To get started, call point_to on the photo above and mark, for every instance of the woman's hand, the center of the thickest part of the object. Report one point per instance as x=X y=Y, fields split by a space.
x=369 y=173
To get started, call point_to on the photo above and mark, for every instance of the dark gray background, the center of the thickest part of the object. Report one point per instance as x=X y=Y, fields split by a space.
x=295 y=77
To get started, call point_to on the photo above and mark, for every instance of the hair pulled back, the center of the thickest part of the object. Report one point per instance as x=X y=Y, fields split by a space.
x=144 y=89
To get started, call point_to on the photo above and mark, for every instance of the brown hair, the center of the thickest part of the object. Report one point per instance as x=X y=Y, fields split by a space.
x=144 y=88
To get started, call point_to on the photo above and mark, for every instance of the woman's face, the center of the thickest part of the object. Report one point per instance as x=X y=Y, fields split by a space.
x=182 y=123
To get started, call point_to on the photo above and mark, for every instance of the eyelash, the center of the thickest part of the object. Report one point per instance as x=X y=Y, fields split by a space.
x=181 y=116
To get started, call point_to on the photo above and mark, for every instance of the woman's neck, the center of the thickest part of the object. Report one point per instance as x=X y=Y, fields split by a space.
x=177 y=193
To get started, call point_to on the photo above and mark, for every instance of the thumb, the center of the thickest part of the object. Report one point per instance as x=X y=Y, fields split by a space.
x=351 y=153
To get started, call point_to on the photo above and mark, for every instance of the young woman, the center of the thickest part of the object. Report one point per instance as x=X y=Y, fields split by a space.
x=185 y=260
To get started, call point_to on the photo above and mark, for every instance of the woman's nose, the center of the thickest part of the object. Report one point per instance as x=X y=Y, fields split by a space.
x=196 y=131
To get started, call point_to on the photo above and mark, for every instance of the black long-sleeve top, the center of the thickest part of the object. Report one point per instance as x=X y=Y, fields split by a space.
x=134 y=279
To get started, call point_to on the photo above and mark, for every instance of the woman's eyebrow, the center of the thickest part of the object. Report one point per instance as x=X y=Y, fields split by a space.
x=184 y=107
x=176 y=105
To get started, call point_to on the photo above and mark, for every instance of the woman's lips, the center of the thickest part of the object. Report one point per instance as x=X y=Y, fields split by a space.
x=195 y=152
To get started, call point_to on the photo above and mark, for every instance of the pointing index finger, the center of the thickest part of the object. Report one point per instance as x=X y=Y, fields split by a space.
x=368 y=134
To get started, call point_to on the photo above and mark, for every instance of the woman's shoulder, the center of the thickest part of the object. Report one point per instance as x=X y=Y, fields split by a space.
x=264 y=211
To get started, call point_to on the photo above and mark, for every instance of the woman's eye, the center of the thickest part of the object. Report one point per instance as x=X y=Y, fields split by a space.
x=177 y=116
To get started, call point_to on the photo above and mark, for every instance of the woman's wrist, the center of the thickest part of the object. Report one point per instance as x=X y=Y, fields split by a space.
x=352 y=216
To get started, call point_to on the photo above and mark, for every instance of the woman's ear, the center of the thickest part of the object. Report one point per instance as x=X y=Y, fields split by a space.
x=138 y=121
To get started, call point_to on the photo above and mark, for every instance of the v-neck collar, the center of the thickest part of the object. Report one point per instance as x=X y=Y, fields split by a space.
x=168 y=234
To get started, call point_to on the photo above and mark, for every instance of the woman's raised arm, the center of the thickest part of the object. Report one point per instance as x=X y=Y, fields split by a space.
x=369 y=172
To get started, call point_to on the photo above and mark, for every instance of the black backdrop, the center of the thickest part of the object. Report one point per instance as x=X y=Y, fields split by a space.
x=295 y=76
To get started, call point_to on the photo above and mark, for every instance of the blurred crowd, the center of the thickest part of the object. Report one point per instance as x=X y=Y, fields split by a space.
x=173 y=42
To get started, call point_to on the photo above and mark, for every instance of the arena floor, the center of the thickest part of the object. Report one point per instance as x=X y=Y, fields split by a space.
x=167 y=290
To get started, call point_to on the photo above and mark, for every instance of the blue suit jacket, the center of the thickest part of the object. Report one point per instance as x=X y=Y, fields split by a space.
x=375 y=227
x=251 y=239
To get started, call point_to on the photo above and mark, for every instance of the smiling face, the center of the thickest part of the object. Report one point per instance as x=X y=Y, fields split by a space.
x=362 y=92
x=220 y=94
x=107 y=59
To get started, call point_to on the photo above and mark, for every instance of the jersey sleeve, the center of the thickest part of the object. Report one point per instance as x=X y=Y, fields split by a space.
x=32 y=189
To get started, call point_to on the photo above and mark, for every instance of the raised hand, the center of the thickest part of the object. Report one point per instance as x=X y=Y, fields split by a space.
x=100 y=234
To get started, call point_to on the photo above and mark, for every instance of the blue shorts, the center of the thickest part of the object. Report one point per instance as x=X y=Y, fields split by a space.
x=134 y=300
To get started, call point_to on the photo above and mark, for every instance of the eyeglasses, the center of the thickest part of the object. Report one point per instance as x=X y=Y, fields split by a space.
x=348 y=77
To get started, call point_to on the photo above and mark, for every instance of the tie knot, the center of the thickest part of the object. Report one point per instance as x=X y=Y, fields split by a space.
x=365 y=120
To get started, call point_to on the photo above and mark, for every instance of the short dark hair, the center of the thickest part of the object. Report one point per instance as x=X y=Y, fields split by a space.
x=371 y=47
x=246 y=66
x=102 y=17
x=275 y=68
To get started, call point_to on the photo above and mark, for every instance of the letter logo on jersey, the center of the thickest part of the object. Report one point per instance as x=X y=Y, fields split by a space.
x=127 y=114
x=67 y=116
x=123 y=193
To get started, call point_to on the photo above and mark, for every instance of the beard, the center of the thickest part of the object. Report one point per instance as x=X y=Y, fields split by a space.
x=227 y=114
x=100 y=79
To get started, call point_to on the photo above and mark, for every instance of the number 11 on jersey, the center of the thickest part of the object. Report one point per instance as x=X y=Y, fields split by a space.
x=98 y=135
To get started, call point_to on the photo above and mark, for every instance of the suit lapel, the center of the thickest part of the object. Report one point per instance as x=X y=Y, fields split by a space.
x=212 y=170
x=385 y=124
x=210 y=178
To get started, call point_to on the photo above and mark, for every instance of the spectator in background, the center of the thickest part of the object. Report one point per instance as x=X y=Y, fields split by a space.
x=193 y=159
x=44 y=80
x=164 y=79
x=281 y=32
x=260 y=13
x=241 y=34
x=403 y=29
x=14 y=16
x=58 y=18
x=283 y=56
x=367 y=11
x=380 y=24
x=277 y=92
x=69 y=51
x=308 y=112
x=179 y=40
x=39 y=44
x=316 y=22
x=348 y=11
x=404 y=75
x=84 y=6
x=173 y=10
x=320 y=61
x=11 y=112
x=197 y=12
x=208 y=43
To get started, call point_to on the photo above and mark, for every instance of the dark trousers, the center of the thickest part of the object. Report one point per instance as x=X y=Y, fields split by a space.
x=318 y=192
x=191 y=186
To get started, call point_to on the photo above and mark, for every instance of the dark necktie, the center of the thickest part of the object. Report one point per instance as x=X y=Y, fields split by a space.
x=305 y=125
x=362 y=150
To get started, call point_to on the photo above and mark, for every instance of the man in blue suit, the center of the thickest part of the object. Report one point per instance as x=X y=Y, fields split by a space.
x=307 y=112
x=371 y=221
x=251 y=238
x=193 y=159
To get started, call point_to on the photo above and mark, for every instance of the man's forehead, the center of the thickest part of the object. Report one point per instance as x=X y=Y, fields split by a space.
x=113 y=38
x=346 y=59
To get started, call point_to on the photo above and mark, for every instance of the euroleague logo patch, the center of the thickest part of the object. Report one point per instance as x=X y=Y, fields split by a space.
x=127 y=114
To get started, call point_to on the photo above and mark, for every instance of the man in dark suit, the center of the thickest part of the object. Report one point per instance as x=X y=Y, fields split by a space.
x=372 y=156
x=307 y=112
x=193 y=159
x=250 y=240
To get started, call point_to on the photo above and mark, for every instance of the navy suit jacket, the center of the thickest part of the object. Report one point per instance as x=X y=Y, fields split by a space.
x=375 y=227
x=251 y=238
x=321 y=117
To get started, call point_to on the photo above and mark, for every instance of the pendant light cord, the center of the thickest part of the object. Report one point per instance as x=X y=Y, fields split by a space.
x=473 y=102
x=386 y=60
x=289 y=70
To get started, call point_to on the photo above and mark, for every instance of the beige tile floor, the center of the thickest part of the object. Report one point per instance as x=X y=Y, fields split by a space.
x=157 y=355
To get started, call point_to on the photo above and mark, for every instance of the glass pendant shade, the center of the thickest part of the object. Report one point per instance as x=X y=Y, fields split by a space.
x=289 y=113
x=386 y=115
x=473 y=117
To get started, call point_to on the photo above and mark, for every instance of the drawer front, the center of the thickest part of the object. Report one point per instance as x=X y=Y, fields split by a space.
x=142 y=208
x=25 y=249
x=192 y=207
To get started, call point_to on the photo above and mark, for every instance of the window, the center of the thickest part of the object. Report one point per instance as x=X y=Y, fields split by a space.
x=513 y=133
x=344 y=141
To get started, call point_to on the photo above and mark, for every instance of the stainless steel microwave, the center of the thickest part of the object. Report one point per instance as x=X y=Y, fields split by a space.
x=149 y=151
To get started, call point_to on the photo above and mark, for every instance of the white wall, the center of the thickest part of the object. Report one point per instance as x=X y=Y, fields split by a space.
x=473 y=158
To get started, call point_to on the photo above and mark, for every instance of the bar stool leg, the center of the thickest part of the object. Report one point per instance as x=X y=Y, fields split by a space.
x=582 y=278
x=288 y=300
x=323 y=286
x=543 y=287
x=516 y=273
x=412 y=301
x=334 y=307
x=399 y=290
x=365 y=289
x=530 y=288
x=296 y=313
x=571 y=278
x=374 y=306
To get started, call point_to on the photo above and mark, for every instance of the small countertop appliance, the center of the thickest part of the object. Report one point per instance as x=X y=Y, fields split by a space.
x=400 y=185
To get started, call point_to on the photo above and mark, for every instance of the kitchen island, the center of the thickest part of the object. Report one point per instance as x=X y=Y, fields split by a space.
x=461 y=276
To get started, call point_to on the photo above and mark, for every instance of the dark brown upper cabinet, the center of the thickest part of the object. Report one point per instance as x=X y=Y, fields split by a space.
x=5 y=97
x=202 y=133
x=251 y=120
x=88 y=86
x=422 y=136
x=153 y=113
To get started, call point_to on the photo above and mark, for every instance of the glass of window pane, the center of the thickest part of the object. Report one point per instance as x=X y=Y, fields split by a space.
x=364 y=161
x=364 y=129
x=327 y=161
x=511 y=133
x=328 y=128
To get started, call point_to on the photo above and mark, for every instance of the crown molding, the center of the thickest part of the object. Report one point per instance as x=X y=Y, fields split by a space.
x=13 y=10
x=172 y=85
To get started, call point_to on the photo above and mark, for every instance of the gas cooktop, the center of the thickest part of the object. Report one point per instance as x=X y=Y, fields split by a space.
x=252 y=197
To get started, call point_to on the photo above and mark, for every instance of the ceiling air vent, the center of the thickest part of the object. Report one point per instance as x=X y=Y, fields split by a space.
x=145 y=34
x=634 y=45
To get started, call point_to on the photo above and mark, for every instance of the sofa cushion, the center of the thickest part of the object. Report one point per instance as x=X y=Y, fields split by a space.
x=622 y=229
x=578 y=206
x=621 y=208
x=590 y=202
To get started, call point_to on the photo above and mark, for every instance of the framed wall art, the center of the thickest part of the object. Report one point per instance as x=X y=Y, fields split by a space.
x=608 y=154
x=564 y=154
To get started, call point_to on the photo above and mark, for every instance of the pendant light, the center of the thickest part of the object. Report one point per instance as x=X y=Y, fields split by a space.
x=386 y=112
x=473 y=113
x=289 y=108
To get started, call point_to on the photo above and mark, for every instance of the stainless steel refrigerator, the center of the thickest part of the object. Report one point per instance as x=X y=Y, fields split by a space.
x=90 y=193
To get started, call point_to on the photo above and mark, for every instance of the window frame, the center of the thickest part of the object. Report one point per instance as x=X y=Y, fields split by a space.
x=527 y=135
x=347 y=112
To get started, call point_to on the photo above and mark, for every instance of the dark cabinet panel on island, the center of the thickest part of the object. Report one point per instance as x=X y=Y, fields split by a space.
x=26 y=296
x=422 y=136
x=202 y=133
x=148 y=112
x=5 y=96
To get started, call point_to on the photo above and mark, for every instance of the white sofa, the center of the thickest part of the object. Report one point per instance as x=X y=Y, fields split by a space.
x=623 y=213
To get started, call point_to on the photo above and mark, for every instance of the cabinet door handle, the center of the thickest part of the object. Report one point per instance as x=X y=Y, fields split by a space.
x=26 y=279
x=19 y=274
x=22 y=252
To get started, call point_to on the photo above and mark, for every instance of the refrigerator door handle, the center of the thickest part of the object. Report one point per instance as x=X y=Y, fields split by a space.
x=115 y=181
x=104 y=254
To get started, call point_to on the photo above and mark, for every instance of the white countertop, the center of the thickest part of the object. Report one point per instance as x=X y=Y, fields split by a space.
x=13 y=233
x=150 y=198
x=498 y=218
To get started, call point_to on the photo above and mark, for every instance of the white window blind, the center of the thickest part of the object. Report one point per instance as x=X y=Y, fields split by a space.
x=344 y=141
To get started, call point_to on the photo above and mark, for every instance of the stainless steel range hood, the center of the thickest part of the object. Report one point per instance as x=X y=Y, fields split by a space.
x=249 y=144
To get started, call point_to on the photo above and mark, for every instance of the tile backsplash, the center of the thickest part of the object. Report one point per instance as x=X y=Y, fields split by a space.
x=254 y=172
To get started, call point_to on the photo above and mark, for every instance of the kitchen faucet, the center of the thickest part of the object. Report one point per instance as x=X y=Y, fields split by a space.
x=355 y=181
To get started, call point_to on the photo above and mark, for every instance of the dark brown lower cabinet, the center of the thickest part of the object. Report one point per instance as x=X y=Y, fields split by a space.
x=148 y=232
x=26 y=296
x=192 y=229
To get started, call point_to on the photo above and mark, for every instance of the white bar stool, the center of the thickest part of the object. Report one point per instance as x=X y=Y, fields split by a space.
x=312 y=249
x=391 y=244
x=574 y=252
--------
WORK INSTRUCTIONS -> Copy out only the rows starting with the row that contains "white sofa, the" and going on through the row that contains "x=104 y=254", requests included, and scale the answer coordinates by 0.7, rounding each to a whole number with halves rounded up. Keep the requests unchanged.

COMPLETED EXERCISE ->
To get started, call point_to on the photo above and mark, for every instance of the white sofa, the center of the thickest part of the object. Report one point per instance as x=X y=Y, fields split by a space.
x=436 y=149
To get started, call point_to on the photo above and mark, for every instance of the cabinet door handle, the center of the thickest part of the object. Report one point per instance as x=X y=Y, fields split by a space.
x=18 y=195
x=13 y=192
x=15 y=176
To get started, call point_to on the photo above and mark, for every instance of the refrigerator door handle, the center of the thickest part of the object. Report one point per instance as x=X y=Y, fields split by a space.
x=81 y=127
x=73 y=178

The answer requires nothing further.